◆ Texte cité ◆
****************************************

CHANDAN KHANNA / AFP

Donald Trump s'attend à être placé en garde à vue demain, dans le cadre de l’affaire Stormy Daniels. C'est en tout cas ce qu’il a déclaré savoir, le 18 mars dernier, sur son réseau social Truth. Exhortant sa base à le soutenir en pleine campagne des primaires présidentielles, il bénéficie de l’appui de la plupart des pontes du parti Républicain. Tandis que les aficionados de l’ancien président des États-Unis considèrent son éventuelle arrestation comme un tremplin pour l’élection de 2024, ses adversaires évoquent quant à eux la fin de sa carrière politique. Dans les faits, constitutionnellement, rien ne peut empêcher Donald Trump de se représenter. 

En 2006, lors d’un tournoi de golf à Lake Tahoe (Sierra Nevada), Donald Trump a-t-il rencontré l’actrice de films pornographiques Stephanie Clifford, alias Stormy Daniels, et a-t-il obtenu des rapports sexuels tarifés ? Dix ans plus tard, alors en course à l’élection présidentielle américaine, a-t-il utilisé les fonds de sa campagne électorale de 2016 afin d’acheter le silence de l’actrice en lui versant la somme de 130.000 dollars ?

Accord de non-divulgation

L’ancien président des États-Unis a toujours nié cette rencontre avec l’actrice et a dénoncé une tentative “d’extorsion”. 

Mais un accord de non-divulgation (un contrat légal qui permet entre deux parties de maintenir des informations confidentielles) a bien été convenu en 2016, élaboré par un proche conseiller de Trump, l’avocat Michael Cohen, qui a lui-même un passé judiciaire loin d’être irréprochable.

Après avoir accepté de collaborer avec la justice, en plaidant coupable de violations de la loi électorale, de fraudes bancaires et fiscales, ce dernier a été condamné à 3 ans de prison. 

En soi, le paiement de l’actrice par l’ancien président de la République américain n’aurait “rien de criminel”, selon John Coffe, professeur de droit à l’université de Colombia (propos recueillis par l’AFP). Ce qui serait “illégal, serait d'avoir falsifié les documents commerciaux d’une entreprise”, selon le spécialiste en criminalité financière.

****************************************

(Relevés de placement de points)
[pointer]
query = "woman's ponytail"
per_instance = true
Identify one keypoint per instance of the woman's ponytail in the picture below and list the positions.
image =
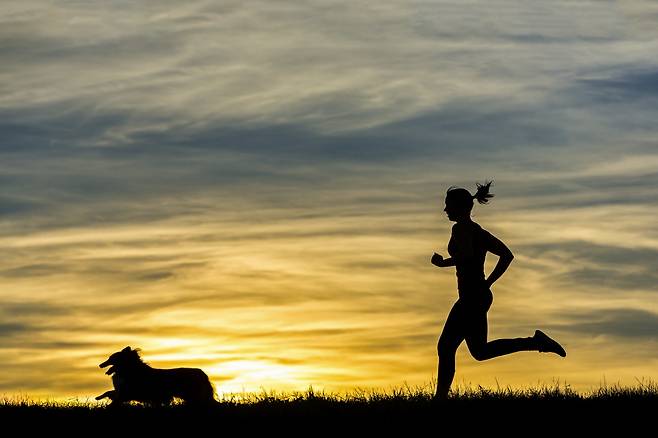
(482, 195)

****************************************

◆ Consigne ◆
Écrivez la suite de l'article sur Donald Trump et l'affaire Stormy Daniels, en partant de sa dernière phrase. La liste n'est pas utile pour cet exercice.

◆ Réponse attendue ◆
L'appel au grand jury du procureur du district de Manhattan

L’entreprise en question est la Trump Organization. Celle-ci aurait remboursé à Michael Cohen les 130.000 dollars versés des mains de l'avocat à l’actrice, au bénéfice de Donald Trump. Ce remboursement aurait été “déclaré comme étant destinés à couvrir des frais juridiques”. Ce qui, vis-à-vis du droit, constituerait une fausse déclaration, ce qui ne suffirait pas à qualifier un "crime" mais uniquement un "délit".  

Une qualification qui ne satisfait pas le procureur du district de Manhattan : Alvin Bragg souhaiterait manifestement voir l’ancien président des États-Unis poursuivi pour crime. Comment ? En essayant de démontrer que la “falsification a eu lieu dans le but de cacher un autre crime”, en l'occurrence un don illégal à la campagne de Trump en 2016.

Un raisonnement juridique particulièrement complexe, qui nécessite l'appel à la réunion d'un “grand jury”. Celui-ci est constitué de 23 citoyens qui se réunissent à huis clos dans le but de déterminer s’il existe assez de preuves pour former “un acte d’accusation”.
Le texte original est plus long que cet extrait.